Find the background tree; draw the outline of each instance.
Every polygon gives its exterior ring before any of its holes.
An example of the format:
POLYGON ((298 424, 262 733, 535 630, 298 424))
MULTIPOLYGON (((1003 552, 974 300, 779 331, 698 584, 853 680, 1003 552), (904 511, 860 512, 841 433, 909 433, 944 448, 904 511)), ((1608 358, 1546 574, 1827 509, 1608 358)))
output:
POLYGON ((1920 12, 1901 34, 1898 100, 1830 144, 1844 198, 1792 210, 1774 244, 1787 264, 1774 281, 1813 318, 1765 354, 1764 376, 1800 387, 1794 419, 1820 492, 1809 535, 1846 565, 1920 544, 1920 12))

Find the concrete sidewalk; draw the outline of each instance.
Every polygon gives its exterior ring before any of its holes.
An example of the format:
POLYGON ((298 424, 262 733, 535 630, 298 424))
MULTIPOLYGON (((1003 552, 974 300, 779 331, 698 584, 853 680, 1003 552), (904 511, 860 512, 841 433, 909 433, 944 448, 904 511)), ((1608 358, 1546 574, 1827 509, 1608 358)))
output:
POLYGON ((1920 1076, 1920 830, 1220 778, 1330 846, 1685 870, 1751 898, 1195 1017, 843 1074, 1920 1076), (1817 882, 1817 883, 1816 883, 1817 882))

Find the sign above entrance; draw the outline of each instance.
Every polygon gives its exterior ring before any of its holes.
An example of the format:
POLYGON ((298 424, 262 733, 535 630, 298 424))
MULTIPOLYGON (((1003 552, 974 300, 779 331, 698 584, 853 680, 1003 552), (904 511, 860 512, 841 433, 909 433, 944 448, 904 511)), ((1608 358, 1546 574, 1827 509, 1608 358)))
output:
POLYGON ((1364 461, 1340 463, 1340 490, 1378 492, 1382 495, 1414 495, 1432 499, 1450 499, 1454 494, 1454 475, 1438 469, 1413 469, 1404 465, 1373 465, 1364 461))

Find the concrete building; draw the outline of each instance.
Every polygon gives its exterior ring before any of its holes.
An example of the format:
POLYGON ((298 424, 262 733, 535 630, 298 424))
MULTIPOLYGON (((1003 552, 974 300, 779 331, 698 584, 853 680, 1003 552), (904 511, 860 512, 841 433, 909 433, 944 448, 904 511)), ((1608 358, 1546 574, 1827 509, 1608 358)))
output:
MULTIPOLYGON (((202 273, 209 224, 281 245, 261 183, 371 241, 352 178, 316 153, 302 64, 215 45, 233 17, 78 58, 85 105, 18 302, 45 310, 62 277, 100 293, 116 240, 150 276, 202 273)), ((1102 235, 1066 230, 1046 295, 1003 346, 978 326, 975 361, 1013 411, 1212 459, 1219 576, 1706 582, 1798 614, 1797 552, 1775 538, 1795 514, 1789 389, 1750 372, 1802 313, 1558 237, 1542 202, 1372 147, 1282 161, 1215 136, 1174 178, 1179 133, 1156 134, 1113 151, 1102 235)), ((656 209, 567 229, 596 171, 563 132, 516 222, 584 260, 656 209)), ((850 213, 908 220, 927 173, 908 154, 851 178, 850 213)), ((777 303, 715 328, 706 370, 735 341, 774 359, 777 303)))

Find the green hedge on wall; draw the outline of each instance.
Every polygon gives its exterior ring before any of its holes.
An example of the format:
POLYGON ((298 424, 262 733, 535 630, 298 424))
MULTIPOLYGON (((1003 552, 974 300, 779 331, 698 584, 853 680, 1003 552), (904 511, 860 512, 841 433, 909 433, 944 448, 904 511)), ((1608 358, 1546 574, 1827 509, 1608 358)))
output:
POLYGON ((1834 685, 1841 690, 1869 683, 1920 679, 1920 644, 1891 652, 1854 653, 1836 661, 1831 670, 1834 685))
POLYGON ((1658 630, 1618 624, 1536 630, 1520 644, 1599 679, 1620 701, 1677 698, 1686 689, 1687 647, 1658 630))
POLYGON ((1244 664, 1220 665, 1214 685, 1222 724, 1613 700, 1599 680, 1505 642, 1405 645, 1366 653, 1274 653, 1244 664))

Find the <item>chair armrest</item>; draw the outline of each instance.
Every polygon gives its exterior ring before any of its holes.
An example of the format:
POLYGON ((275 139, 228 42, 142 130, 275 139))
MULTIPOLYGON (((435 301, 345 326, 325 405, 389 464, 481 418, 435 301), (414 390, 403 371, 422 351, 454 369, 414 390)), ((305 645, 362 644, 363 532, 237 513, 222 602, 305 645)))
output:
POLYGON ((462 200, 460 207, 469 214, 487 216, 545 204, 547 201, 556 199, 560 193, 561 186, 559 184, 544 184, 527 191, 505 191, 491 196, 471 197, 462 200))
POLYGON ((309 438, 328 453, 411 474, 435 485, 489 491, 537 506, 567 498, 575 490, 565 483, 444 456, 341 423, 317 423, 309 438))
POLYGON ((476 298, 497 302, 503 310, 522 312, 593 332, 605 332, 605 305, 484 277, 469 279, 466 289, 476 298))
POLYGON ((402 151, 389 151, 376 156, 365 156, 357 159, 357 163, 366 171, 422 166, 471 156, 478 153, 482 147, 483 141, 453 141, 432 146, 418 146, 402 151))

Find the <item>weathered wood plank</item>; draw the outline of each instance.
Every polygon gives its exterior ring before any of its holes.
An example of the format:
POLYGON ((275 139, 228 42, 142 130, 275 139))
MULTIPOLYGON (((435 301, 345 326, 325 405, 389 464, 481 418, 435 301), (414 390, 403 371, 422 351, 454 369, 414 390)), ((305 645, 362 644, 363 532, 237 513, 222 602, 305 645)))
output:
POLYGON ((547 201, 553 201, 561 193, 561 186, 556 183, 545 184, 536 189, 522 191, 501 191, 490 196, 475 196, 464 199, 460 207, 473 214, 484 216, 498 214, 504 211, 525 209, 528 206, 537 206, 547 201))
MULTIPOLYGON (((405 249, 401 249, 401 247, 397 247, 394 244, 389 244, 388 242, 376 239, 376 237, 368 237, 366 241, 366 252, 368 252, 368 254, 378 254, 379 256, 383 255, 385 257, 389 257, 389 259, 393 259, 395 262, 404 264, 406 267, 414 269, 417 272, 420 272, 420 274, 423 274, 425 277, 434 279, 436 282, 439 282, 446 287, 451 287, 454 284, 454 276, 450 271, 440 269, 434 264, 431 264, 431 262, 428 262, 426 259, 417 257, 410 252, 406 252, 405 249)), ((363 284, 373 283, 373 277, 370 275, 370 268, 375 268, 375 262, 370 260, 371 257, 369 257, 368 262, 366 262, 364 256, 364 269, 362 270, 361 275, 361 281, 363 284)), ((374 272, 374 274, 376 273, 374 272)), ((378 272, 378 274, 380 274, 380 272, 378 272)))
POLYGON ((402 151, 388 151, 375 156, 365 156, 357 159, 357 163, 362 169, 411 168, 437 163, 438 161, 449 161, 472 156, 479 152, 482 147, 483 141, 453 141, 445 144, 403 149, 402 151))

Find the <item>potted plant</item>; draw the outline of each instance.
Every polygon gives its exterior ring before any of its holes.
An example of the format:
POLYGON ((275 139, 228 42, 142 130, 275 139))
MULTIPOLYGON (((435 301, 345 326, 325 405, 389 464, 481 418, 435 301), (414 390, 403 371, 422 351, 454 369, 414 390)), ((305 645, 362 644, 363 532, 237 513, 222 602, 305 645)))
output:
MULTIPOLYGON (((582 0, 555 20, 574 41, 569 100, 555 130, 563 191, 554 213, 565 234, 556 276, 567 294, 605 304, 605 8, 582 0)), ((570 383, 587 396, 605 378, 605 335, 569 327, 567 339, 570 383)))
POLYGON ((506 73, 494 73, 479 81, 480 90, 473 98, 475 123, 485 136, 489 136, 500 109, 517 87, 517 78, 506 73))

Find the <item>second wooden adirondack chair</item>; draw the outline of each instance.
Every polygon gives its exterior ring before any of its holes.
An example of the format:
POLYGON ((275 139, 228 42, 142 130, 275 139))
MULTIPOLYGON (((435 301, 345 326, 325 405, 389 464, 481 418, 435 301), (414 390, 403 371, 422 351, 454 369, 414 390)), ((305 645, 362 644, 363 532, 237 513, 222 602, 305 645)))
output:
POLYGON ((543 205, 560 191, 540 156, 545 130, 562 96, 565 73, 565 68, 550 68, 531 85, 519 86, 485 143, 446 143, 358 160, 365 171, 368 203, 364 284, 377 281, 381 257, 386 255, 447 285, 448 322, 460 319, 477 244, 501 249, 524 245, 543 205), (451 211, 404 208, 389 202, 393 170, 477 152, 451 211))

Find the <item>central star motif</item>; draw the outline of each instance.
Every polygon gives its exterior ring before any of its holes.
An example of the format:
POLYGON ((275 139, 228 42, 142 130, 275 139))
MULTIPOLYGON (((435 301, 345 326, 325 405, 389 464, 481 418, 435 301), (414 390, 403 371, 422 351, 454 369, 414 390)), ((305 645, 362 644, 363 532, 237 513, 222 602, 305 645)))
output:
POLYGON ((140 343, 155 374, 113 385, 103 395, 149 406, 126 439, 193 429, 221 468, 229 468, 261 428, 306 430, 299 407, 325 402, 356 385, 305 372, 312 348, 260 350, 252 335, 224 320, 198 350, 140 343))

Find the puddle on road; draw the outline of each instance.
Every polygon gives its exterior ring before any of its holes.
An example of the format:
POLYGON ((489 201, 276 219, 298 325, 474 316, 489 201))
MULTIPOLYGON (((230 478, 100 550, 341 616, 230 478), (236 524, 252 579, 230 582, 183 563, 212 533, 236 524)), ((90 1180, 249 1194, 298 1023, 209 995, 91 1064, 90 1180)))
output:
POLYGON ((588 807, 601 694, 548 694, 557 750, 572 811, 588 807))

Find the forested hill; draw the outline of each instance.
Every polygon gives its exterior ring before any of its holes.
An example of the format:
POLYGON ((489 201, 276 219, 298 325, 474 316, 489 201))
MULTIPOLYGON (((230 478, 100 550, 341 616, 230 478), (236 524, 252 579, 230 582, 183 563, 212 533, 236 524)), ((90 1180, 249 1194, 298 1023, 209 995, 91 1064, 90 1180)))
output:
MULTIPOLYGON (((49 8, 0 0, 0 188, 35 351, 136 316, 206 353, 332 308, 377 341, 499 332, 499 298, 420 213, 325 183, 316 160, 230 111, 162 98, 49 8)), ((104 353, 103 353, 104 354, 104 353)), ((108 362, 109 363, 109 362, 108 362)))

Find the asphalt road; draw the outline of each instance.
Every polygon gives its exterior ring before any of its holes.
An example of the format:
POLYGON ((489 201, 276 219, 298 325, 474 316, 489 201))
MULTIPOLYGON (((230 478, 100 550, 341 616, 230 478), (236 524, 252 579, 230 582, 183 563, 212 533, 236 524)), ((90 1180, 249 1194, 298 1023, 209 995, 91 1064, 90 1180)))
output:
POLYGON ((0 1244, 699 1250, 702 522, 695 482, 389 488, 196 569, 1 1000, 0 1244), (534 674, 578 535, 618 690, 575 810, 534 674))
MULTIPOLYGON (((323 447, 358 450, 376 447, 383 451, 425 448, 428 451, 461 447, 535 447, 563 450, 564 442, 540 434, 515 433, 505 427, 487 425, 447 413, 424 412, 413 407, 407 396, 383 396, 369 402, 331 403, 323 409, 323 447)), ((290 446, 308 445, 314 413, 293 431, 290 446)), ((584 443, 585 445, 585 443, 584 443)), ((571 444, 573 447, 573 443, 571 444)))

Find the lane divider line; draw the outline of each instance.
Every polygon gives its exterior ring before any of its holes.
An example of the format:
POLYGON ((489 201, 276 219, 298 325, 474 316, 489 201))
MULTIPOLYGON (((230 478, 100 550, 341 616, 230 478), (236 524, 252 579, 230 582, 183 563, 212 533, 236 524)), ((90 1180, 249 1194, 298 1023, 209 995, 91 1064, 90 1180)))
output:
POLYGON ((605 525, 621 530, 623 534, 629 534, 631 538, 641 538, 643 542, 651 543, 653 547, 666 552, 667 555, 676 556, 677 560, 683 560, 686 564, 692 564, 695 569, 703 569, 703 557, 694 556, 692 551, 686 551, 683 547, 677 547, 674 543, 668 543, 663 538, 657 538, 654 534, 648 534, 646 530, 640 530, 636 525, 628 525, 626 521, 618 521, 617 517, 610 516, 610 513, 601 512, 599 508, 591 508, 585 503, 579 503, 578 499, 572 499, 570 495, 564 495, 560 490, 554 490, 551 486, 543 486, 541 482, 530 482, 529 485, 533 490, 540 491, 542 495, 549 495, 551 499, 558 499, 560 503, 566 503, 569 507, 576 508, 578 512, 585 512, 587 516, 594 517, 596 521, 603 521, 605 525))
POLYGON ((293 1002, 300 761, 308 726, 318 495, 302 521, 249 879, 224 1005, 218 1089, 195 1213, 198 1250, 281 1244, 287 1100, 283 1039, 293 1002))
· · · · · · ·
> PROBLEM:
Say how many lines in the records hold the string "item", please, and add no other words.

> TASK OUTPUT:
5